# Written problem:
Convert the records below into a JSON list of strings, one string per line, leaving out any blank lines.

(Raw records)
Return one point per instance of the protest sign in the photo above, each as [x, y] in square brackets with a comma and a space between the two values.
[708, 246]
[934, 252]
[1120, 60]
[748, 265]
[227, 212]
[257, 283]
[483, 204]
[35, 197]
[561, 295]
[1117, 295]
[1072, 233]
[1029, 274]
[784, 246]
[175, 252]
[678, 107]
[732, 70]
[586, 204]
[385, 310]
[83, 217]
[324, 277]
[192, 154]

# Problem solution:
[
  "Return one point per instance of the protest sign in the photo above, each as [x, y] in square brackets with a comma and a space between the two values.",
  "[708, 246]",
  "[934, 252]",
  "[1120, 60]",
  "[748, 265]",
  "[227, 212]",
  "[257, 283]",
  "[483, 204]",
  "[35, 197]",
  "[561, 295]",
  "[1117, 295]",
  "[1072, 233]",
  "[1029, 274]",
  "[784, 246]",
  "[175, 252]",
  "[678, 107]",
  "[732, 70]",
  "[586, 204]",
  "[385, 310]",
  "[83, 217]",
  "[324, 277]",
  "[192, 154]"
]